Former Georgia insurance commissioner pleads guilty

(The Center Square) — Georgia’s former state insurance commissioner has pleaded guilty to federal charges that he participated in a health care fraud scheme, prosecutors said Friday.

According to federal authorities, John W. Oxendine, 61, of Johns Creek, Dr. Jeffrey Gallups and others referred unnecessary pharmacogenetic, molecular genetic and toxicology tests to a Texas lab in exchange for kickbacks. Gallups previously pleaded guilty to health care fraud and was sentenced to 36 months in prison, according to reports.

Prosecutors say Oxendine, who served as insurance commissioner from 1995 to 2011, gave a presentation at a Buckhead hotel and pressured doctors in Gallups’ ENT practice to order unnecessary tests. According to a news release, the company agreed to pay Oxendine and Gallups a kickback of half the net profit for eligible specimens that Gallups’ practice submitted to the lab company.

“John Oxendine, as the former state-wide insurance commissioner, knew the importance of honest dealings between doctors and insurance companies,” U.S. Attorney Ryan K. Buchanan said in a statement. “But for personal profit he willfully conspired with a physician to order hundreds of unnecessary lab tests, costing hundreds of thousands of dollars. He will now be held accountable for violating the public’s trust.”

According to the feds, Next Health later submitted more than $2.5 million in insurance claims for the unnecessary tests, and the insurance companies paid Next Health almost $700,000, which then paid $260,000 in kickbacks to Oxendine and Gallups. Additionally, some patients also received bills of up to $18,000 for the tests.

The data:
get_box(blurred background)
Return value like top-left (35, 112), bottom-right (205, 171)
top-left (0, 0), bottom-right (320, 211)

Work instructions:
**A)** According to the news article about Oxendine's guilty plea, during which years did Oxendine serve as Georgia's insurance commissioner?
**B)** Please carry on the news article about Oxendine's guilty plea, starting after its final sentence.
The material has no connection to the news article about Oxendine's guilty plea.

Answers given:
**A)** From 1995 to 2011.

**B)**
Prosecutors allege Oxendine and Gallups had Next Health pay Oxendine’s insurance consulting business, Oxendine Insurance Services, to conceal the kickbacks. Oxendine used some of the money to pay debts for Gallups, including a $150,000 charitable contribution and $70,000 in attorney’s fees, the feds said.

“This scheme to bill for unnecessary services has no place in our health care system,” Keri Farley, special agent in charge of FBI Atlanta, said in a statement. “It not only increased health care costs for all beneficiaries, but they also violated the trust of patients. John Oxendine not only profited from this scheme but took it a step farther and directed another to lie to federal agents to try and cover up the fraud.”

A federal grand jury indicted Oxendine in May 2022. U.S. District Judge Steve C. Jones is scheduled to sentence Oxendine in July.